== Work task A ==
In the post on the Iran intelligence estimate, set down word for word the stretch from "We judge with moderate confidence Iran" through "until after 2015.".
== Work task B ==
According to the post on the Iran intelligence estimate, when did Tehran halt its nuclear weapons program?

== Passage to read ==
________________

The newly declassified National Intelligence Estimate on Iran [.pdf] says it clearly:
“We judge with high confidence that in fall 2003, Tehran halted its nuclear weapons program.“
Wow. So what we’ve been hearing from the Bush administration for the last four years is a paranoid distortion of the facts on the ground? Shocked. We are absolutely shocked.
No wonder Dick Cheney worked so feverishly to keep this bottled up.
More key judgments:
Iran’s still not very close to a nuclear bomb:
We judge with moderate confidence that the earliest possible date Iran would be technically capable of producing enough HEU [highly enriched uranium] for a weapon is late 2009, but that this is very unlikely.
We judge with moderate confidence Iran probably would be technically capable of producing enough HEU for a weapon sometime during the 2010-2015 time frame. (INR [The State Dept’s intelligence agency whose dissenting judgments on Iraq were spot on] judges Iran is unlikely to achieve this capability before 2013 because of foreseeable technical and programmatic problems.) All agencies recognize the possibility that this capability may not be attained until after 2015.

________________

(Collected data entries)

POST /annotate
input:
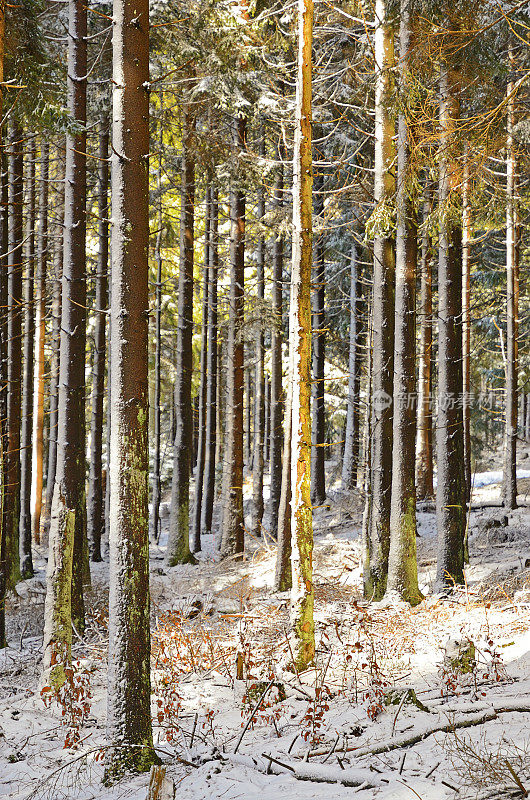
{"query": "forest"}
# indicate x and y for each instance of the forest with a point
(264, 399)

________________

== Exercise output A ==
We judge with moderate confidence Iran probably would be technically capable of producing enough HEU for a weapon sometime during the 2010-2015 time frame. (INR [The State Dept’s intelligence agency whose dissenting judgments on Iraq were spot on] judges Iran is unlikely to achieve this capability before 2013 because of foreseeable technical and programmatic problems.) All agencies recognize the possibility that this capability may not be attained until after 2015.

== Exercise output B ==
In fall 2003.